Show each line of the material below that contains the string "round". Treat uppercase and lowercase letters as different.

Data entries:

◇ ◇ ◇ ◇

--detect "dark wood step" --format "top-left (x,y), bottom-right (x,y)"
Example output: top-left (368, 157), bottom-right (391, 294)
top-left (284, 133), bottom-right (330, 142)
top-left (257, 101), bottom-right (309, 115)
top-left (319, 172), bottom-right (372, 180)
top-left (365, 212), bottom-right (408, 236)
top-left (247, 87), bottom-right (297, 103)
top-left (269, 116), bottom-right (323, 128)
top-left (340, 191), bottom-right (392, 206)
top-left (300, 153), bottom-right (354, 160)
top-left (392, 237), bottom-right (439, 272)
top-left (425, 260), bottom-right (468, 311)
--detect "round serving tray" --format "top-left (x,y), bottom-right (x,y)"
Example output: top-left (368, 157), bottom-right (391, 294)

◇ ◇ ◇ ◇

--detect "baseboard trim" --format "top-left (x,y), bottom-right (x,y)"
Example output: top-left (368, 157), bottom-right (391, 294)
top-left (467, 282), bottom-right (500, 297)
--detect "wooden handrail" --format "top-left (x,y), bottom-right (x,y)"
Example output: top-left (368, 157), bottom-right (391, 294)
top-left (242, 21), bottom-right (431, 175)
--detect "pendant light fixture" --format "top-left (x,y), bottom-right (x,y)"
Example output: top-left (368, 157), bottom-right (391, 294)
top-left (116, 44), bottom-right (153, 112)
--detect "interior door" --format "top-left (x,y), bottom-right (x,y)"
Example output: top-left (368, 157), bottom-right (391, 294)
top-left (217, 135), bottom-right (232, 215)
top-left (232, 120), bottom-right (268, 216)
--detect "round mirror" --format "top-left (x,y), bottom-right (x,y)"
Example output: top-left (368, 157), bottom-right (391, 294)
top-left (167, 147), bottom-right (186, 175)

◇ ◇ ◇ ◇

Task output:
--detect "round serving tray" --format "top-left (x,y), bottom-right (x,y)"
--detect "round mirror" --format "top-left (x,y), bottom-right (x,y)"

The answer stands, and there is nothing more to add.